→ Work item: Scan the entries below. Return every line that includes "Target".

Listed records Start Marker

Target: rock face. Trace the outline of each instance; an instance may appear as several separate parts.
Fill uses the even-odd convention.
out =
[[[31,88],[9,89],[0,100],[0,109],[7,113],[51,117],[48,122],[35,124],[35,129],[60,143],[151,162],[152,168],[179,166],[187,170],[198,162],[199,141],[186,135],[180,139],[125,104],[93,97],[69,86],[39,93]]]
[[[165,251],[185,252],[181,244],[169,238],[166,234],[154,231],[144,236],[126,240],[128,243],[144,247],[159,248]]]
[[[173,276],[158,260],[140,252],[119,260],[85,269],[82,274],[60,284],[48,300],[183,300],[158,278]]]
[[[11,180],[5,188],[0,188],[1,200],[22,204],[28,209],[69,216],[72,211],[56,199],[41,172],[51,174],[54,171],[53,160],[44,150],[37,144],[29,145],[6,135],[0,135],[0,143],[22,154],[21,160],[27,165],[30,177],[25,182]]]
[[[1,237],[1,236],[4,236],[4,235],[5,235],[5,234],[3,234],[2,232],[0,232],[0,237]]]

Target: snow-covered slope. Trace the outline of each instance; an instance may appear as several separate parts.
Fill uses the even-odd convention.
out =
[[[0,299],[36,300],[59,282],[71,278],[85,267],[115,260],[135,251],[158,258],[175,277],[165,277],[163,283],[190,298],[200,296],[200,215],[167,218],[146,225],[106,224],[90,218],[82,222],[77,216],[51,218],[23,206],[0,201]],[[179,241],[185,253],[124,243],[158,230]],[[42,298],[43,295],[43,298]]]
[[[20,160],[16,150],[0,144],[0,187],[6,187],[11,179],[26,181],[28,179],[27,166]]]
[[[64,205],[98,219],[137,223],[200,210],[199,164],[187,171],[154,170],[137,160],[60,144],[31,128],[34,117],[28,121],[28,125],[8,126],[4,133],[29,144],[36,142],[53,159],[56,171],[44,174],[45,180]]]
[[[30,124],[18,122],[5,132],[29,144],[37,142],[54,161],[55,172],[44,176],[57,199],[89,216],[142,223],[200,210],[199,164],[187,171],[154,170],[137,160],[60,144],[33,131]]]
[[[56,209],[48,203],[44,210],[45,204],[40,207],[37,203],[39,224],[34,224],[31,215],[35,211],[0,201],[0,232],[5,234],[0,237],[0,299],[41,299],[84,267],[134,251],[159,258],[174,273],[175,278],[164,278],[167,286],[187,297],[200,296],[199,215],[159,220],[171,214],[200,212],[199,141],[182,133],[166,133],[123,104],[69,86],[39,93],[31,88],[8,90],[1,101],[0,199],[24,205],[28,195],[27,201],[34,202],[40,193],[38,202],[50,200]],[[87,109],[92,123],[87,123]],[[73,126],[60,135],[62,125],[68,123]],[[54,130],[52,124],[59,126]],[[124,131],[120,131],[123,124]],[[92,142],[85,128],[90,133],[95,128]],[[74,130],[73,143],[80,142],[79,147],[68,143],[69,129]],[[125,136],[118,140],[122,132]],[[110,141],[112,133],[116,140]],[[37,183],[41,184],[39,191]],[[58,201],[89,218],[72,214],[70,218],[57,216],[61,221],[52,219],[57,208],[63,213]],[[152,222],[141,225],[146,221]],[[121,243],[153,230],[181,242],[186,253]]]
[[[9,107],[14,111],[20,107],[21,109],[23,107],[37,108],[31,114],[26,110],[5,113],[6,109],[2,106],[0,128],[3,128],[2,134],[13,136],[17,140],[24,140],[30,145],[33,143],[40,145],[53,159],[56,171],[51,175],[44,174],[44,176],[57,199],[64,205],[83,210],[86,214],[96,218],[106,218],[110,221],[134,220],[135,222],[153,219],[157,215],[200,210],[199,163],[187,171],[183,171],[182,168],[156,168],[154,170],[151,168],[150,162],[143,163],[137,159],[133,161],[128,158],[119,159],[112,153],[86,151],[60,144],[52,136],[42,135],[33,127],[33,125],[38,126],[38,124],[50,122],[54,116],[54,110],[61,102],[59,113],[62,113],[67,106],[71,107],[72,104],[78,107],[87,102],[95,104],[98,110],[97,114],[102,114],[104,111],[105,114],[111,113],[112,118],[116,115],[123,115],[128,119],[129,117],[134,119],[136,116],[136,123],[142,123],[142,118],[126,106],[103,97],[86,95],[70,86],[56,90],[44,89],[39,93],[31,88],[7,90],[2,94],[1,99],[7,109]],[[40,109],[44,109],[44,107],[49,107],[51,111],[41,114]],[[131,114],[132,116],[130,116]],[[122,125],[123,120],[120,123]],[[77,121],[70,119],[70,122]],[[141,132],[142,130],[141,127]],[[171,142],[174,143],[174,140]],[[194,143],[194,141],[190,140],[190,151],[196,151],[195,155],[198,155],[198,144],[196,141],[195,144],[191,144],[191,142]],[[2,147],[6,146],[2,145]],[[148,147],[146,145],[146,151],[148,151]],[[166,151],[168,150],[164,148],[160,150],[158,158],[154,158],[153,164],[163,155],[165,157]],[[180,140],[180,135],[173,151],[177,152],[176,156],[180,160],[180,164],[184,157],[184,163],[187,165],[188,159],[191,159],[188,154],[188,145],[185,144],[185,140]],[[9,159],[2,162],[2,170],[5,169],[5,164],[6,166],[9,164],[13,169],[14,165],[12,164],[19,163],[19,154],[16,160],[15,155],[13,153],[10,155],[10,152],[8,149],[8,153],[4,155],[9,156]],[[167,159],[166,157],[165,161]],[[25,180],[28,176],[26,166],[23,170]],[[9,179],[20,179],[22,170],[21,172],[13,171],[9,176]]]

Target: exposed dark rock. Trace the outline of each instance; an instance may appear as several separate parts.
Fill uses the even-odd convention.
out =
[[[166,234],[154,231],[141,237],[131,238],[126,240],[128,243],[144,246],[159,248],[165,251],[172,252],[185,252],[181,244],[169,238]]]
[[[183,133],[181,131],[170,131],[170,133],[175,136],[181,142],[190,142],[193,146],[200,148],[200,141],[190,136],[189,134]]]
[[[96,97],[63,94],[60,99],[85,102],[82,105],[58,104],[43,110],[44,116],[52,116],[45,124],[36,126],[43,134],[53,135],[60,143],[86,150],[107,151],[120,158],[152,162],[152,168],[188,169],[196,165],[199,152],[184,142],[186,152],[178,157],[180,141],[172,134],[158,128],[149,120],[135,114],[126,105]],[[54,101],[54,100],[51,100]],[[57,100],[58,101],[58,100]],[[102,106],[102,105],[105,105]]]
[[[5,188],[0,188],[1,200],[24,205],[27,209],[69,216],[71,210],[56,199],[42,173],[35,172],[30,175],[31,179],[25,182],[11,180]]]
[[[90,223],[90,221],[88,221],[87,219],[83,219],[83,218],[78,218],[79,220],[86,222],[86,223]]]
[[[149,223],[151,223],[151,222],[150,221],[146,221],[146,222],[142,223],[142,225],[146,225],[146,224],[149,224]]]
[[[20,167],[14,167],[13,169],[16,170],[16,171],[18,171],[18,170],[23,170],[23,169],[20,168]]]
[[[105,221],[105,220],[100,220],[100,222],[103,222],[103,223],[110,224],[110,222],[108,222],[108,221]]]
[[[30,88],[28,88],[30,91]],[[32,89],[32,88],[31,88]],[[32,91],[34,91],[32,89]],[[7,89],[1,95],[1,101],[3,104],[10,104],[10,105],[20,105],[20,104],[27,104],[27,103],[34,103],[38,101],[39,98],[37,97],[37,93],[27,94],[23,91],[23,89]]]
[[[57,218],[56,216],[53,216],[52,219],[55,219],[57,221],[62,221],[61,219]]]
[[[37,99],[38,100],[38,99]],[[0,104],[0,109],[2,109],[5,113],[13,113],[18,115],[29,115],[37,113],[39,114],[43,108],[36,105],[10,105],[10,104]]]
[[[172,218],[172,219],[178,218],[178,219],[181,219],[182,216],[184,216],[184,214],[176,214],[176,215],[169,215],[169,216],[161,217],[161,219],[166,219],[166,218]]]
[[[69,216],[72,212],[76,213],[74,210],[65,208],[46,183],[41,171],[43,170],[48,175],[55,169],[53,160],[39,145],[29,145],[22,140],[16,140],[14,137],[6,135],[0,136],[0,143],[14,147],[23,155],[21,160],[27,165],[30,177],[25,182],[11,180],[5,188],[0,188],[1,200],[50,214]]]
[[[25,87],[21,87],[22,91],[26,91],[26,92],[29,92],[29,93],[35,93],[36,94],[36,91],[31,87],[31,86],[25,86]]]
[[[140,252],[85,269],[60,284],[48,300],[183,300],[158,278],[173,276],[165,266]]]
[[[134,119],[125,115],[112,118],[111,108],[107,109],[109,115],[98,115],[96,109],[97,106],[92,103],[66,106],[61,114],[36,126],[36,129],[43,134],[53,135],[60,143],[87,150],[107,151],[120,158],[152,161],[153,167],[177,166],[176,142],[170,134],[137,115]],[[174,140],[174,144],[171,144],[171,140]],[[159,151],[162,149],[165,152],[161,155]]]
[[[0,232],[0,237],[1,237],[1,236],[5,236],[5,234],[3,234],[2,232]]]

Listed records End Marker

→ Expected answer:
Target: rock face. Trace the outline of each instance; an instance may appear as several separate parts.
Target: snow-covered slope. Trace the outline of each instance; an instance may appear as several separate parts.
Target: exposed dark rock. Trace the outline of each instance; an instance may appear as several separate parts.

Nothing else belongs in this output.